§ **Data**
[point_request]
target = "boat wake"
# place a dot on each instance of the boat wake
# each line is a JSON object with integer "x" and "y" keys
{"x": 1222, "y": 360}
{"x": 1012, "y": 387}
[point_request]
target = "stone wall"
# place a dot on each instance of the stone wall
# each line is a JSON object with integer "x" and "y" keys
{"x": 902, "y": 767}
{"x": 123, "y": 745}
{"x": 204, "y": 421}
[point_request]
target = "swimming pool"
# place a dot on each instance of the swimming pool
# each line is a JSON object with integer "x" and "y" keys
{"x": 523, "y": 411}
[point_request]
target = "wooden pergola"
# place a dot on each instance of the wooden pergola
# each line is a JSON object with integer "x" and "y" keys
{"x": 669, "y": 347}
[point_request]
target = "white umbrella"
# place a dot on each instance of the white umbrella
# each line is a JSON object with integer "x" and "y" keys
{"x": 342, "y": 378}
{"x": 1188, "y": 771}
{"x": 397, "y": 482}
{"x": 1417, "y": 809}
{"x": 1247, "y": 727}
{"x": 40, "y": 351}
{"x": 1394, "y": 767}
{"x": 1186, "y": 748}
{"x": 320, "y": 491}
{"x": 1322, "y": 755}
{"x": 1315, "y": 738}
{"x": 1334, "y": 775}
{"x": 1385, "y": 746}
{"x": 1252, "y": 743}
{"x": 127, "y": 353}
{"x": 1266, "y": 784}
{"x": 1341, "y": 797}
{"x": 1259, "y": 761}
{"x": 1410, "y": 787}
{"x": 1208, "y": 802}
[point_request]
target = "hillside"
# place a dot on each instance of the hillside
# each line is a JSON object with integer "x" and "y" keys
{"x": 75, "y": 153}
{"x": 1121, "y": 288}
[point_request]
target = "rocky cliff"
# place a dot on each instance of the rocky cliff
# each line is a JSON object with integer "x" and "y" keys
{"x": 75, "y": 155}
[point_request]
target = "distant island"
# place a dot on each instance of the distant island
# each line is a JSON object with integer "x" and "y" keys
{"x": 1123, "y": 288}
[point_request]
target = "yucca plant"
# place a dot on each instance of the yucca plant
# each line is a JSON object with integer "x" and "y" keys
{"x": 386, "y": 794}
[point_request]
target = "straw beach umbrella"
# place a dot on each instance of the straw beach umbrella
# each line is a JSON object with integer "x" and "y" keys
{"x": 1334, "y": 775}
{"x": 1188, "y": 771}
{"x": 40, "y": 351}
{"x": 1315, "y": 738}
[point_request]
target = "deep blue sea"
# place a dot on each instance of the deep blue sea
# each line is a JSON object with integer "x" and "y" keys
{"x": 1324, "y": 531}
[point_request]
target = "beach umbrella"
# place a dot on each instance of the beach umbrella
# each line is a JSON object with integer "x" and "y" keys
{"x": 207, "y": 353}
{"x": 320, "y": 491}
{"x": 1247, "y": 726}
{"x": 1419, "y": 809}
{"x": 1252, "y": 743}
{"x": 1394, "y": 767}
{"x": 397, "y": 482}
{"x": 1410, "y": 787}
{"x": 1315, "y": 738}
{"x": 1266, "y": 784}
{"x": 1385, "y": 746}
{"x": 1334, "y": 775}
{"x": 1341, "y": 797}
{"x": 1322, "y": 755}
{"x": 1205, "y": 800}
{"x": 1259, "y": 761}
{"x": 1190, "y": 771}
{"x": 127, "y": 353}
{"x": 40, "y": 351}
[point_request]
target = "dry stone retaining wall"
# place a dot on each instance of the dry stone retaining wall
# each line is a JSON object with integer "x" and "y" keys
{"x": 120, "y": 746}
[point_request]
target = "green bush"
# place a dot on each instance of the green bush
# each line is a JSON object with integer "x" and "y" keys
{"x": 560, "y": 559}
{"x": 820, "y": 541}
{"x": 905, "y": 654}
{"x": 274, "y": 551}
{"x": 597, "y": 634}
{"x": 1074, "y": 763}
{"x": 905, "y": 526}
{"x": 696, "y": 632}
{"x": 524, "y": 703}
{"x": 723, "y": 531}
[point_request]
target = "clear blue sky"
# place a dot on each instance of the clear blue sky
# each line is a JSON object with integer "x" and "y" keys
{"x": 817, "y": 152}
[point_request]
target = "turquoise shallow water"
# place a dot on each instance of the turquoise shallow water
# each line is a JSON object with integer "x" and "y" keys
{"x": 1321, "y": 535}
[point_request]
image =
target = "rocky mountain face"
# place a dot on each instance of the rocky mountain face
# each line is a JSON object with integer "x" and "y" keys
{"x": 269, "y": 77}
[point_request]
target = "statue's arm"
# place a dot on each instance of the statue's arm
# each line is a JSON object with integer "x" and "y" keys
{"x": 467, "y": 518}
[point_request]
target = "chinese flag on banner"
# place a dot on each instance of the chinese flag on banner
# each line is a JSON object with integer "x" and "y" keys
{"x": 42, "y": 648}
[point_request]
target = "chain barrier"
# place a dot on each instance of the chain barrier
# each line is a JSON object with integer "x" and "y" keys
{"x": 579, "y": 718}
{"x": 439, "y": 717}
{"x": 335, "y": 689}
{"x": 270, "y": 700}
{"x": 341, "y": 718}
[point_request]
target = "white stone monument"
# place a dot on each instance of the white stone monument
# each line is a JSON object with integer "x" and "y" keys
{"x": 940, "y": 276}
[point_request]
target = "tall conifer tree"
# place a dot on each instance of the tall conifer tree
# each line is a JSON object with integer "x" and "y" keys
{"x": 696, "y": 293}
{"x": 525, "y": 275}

§ **Your task**
Pick out every line above that contains the word "conifer" and copy each one in full.

§ **Answer for this exercise**
target = "tall conifer tree"
# place a dot on each instance of the tall conifer tree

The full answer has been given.